**EXERCISE BRIEF**
From the listing below, tally the lines that include "pixel". Return only the total.

**SUPPLIED MATERIAL**
┌────────
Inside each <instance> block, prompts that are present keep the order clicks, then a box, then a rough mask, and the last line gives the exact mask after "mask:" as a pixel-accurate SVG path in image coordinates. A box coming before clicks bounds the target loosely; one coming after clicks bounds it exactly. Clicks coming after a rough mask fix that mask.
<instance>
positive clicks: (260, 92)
└────────
┌────────
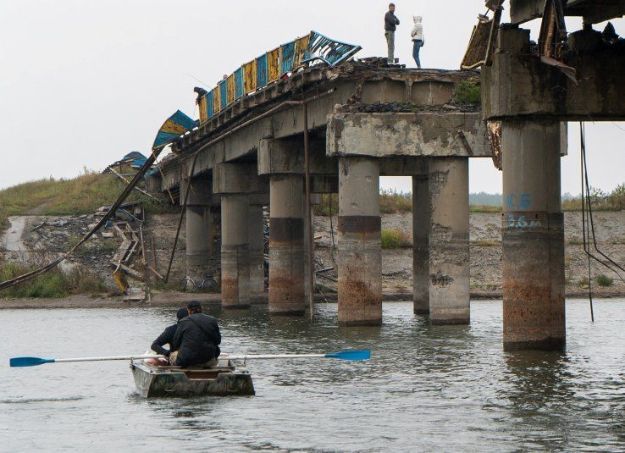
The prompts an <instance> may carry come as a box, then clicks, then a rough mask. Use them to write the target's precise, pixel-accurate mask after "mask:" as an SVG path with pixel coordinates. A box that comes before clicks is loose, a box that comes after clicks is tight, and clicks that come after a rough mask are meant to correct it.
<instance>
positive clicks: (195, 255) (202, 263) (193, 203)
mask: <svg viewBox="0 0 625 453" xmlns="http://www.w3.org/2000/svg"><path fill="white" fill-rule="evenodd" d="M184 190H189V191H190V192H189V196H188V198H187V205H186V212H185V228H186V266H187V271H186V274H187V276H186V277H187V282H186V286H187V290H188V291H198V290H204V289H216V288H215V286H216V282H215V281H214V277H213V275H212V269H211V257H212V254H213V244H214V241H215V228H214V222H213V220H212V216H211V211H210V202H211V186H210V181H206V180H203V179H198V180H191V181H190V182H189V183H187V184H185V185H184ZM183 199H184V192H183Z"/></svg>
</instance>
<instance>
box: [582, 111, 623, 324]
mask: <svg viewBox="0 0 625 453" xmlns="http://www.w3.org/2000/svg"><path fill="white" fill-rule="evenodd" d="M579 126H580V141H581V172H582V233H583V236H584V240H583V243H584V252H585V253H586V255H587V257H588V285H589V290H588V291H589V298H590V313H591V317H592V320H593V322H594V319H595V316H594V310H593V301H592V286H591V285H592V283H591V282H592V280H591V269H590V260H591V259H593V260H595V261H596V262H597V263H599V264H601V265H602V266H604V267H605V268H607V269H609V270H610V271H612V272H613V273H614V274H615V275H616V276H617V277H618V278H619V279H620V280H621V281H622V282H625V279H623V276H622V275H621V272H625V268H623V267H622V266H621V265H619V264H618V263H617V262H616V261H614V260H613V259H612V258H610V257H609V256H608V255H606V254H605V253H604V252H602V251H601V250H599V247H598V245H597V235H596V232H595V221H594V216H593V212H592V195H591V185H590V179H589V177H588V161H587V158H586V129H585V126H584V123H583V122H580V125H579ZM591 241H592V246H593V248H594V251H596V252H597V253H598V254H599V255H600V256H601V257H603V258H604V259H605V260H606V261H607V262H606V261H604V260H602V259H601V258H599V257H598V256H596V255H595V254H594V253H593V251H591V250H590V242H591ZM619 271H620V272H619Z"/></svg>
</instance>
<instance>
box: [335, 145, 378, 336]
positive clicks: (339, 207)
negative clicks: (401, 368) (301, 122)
└────────
**ANSWER BOX**
2